PROBLEM REQUIREMENTS
Copy every line from the one containing "of the chrome" through the last line of the records below, both included, and nothing else.

DATA
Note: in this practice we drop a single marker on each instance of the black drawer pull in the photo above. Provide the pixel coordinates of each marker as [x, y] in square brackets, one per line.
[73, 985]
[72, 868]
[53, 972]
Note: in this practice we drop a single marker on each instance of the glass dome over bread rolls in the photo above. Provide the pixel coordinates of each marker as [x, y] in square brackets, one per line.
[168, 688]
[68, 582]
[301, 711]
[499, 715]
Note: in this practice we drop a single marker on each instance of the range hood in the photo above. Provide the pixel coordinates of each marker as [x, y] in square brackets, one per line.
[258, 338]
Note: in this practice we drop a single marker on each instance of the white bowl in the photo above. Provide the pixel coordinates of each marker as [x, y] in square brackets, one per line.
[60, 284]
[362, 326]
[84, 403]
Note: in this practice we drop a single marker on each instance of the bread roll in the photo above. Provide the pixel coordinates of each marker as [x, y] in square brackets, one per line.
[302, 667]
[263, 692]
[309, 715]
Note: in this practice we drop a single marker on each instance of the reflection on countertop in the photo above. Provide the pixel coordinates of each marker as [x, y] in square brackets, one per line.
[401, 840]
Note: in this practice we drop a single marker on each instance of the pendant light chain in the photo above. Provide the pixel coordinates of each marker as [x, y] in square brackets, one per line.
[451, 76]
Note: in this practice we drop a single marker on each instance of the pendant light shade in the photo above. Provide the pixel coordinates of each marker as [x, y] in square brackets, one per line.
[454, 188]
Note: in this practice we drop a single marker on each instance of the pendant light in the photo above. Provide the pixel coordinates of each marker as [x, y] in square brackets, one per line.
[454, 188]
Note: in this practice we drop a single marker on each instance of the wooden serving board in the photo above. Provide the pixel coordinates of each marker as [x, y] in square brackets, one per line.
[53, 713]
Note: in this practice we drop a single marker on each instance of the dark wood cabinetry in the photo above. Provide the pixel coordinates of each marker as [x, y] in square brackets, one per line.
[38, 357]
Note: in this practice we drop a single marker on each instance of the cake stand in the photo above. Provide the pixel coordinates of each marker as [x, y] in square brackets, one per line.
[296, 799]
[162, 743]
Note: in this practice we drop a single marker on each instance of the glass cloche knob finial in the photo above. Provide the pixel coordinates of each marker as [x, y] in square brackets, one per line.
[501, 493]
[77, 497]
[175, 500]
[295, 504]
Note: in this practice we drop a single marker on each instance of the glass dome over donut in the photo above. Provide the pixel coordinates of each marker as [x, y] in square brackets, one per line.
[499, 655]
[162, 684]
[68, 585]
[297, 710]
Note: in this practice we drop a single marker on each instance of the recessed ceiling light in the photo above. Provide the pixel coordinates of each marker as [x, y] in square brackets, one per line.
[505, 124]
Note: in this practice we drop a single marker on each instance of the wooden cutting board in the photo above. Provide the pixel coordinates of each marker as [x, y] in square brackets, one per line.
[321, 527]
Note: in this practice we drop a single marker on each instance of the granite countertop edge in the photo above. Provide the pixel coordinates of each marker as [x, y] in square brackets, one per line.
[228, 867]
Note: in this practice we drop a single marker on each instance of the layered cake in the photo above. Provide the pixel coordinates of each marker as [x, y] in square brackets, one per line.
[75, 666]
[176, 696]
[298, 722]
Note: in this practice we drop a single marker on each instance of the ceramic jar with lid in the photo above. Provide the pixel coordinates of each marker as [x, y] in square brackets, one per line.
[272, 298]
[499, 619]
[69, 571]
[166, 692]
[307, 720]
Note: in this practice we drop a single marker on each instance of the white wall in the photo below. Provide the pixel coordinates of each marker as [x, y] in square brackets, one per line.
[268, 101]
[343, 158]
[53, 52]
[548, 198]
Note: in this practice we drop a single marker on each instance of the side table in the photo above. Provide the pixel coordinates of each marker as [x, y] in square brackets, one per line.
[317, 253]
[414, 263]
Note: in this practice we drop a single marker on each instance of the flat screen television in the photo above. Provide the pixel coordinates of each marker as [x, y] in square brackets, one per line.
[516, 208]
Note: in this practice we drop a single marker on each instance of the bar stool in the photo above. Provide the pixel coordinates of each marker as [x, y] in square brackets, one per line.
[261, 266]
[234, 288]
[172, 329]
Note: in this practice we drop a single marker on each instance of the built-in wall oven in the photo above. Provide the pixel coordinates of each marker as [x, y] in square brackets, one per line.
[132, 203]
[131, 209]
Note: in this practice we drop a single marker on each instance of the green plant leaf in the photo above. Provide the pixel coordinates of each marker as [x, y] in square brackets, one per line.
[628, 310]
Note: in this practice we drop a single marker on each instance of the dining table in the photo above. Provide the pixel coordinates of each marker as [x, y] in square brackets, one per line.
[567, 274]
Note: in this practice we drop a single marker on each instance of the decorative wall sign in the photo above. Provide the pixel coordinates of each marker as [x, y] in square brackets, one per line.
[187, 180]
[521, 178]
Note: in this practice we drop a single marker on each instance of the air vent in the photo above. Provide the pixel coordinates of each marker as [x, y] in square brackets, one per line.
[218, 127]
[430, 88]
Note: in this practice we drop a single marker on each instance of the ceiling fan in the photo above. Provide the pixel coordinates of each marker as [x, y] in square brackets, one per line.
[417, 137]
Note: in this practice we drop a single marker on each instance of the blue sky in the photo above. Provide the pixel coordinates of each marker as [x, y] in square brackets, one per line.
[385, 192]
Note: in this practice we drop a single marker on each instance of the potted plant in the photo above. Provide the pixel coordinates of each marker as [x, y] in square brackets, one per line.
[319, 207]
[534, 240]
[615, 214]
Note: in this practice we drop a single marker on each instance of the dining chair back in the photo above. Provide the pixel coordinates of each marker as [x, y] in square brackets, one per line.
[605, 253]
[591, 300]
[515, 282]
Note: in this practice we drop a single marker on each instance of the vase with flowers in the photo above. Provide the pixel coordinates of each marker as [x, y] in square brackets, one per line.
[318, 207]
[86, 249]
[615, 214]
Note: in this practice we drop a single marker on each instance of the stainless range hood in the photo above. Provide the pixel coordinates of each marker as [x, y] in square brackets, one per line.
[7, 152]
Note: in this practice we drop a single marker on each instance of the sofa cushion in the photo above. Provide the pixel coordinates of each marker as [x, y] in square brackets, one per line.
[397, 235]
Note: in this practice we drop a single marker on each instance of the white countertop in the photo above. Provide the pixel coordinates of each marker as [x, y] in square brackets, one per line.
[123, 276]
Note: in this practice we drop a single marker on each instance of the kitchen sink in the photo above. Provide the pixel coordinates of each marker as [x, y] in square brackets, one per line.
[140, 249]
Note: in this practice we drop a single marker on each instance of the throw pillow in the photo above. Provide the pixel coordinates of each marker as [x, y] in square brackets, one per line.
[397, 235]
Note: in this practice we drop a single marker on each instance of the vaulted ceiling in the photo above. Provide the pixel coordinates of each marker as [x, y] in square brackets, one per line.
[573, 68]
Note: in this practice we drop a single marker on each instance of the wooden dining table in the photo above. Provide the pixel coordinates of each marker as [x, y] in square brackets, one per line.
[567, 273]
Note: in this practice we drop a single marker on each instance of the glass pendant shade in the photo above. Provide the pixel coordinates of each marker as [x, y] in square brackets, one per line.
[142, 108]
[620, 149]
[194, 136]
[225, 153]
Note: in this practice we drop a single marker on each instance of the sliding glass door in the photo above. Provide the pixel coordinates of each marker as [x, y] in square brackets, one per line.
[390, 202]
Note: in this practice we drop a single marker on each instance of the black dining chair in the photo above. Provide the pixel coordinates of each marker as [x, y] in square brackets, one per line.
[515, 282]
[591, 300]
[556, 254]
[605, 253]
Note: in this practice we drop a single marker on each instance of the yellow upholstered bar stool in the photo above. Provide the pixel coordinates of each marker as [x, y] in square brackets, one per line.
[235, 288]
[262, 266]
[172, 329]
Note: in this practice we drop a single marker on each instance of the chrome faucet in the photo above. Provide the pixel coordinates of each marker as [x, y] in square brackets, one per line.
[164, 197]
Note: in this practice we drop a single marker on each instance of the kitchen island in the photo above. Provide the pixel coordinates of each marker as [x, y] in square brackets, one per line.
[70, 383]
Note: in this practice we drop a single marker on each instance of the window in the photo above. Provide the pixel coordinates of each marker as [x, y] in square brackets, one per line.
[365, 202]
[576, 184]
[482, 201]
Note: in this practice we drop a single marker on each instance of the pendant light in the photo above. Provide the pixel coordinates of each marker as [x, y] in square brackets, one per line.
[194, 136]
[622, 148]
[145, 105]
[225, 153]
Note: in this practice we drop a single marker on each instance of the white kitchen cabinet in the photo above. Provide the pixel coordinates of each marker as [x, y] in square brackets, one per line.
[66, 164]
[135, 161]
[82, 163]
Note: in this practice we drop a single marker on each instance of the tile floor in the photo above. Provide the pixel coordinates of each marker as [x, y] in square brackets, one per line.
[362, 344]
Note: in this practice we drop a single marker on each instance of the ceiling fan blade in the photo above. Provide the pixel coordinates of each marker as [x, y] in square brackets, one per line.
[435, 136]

TASK SOLUTION
Note: in this practice we drop a single marker on each instance of the chrome faucet in the photo above. Provide the pixel coordinates of each marker as [x, y] in square brackets, one per line.
[164, 197]
Note: in this practice we drop a single marker on each instance of the kitchen island in the photo above. Provide the pixel coordinates of each marker as [x, y] in square brackets, one per line.
[70, 383]
Note: in this practice we drop a single marker on each instance of the window in the photo above. Provide the pixel coordinates of each marker as [x, y] in square brackets, one per line.
[365, 202]
[576, 184]
[482, 201]
Note: in this practice we drop a single marker on each instance of the pendant light in the photo above. Provide the pixel coordinates of each marker as [x, y] in square brackets, one per line.
[194, 136]
[622, 148]
[145, 105]
[225, 153]
Note: in this practice we drop a single marker on each instance of the white kitchen cabinet in the photo above. Provide the pixel coordinates of each marker as [x, y] in square brackets, one per line.
[66, 164]
[135, 161]
[82, 163]
Note: in this practice we drop a single marker on each instance of the tile floor in the photo above. Provide the pixel coordinates of each marker as [x, y] in square brackets, one per line.
[362, 344]
Note: in this practice we drop a single marker on each instance of the ceiling fan blade in the photo above. Provide the pixel coordinates of each marker as [x, y] in square brackets, one per line.
[435, 136]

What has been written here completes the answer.